▶ [Task description]: Reproduce word for word the part of the text on pain and soul growth from "Accepting that life" up to and including "heart will do.".

▶ [Text section]:
------
While it is easy to imagine the hand of the Mystery or the divine in a blissful moment, what about those times when we experience pain, conflict or ongoing challenges? Medical Intuitive Caroline Myss speaks to this in her book, SACRED CONTRACTS. Her understanding, which I share as well, is that before the soul incarnates it determines what it needs for growth. As this is, in a sense, programming our own destiny, we then choose which "teachers" can best help us achieve our life purpose. Though we all lose memory of these "contracts" at birth, we all agree to play roles for one another which present us with maximum soul growth opportunities. In many cases, our best teachers are our greatest adversaries. From parents to partners, we often discover, once life has brought us to a certain level of maturity, that pain and adversity met through our encounters with these chosen ones are necessary contributions to emerging consciousness. It is well known in Buddhist traditions, for example, that suffering deepens our understanding of what it is to be human. Suffering has the potential to open our hearts. Thus, liking or not liking pain and struggle are less important, for challenges enlarge our experience of life, opening us to more compassion for ourselves and others.
Accepting that life can be painful paradoxically allows us the potential to experience bliss. Although this concept can be difficult to grasp when we are steeped in adversity, we can continually remind ourselves that the nature of life is cyclical. This can give us hope that we will emerge from our current situation with more strength and wisdom. Once the tension created from our resistance to pain abates, we may well experience joy or even bliss, as our senses have been piqued by the painful encounter. This is presuming, of course, that we do not mask or medicate pain, but rather feel and experience it deeply, as one with an open heart will do.
This open-eyed living can be extremely challenging in the modern world, where, from a very young age, we are drawn into parallel realities by our highly creative media. If we are not vigilant, we might confuse the mythic Hero or Heroine's journey, depicted in such beautifully crafted films as SPIRITED AWAY and WHALE RIDER, with less evolved plots designed merely to heighten our senses or escalate our fears while making producers and studio magnates millions of dollars.
------
▶ [Data excerpt]:
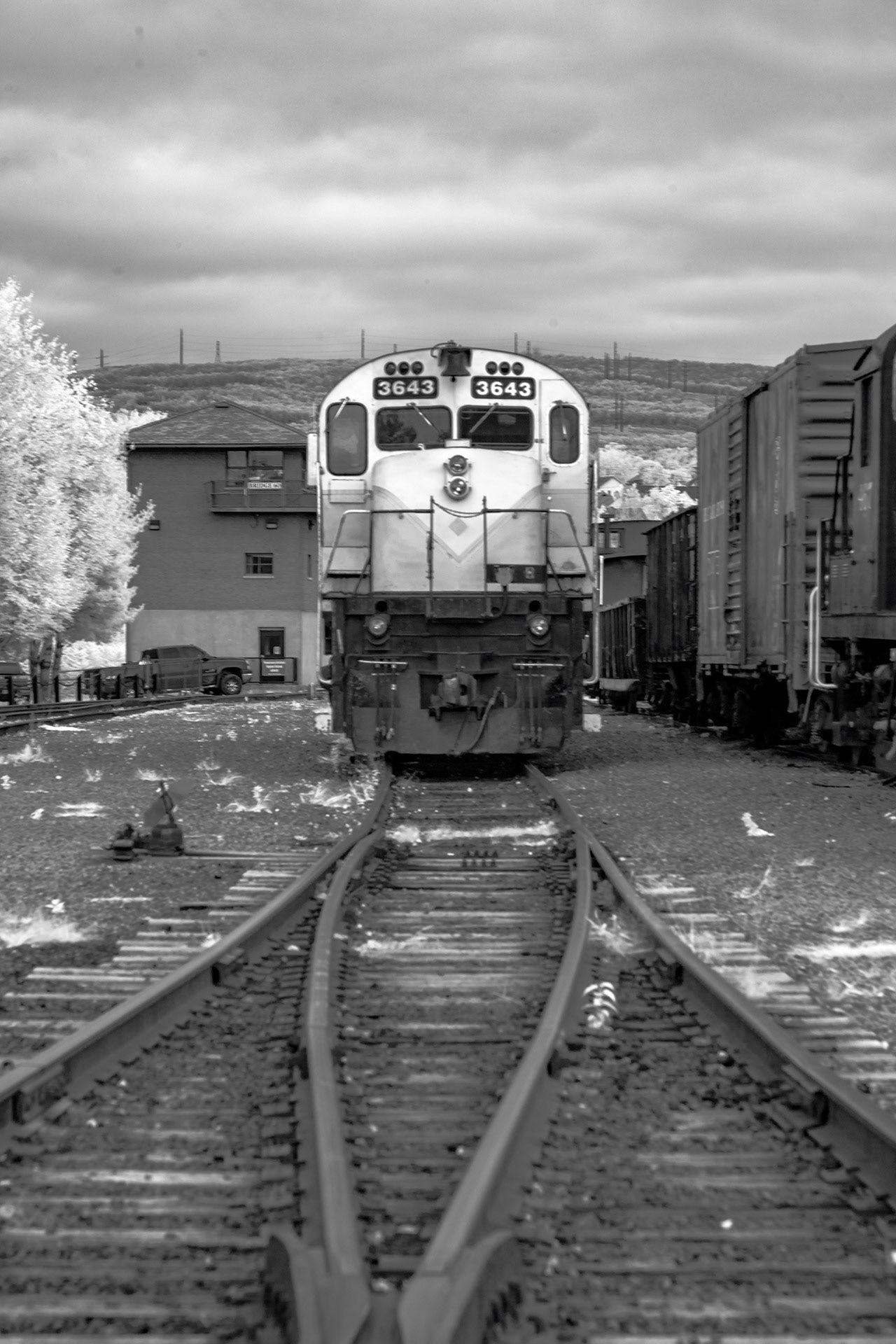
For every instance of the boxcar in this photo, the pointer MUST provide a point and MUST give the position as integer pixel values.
(767, 470)
(672, 615)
------
▶ [Solution]:
Accepting that life can be painful paradoxically allows us the potential to experience bliss. Although this concept can be difficult to grasp when we are steeped in adversity, we can continually remind ourselves that the nature of life is cyclical. This can give us hope that we will emerge from our current situation with more strength and wisdom. Once the tension created from our resistance to pain abates, we may well experience joy or even bliss, as our senses have been piqued by the painful encounter. This is presuming, of course, that we do not mask or medicate pain, but rather feel and experience it deeply, as one with an open heart will do.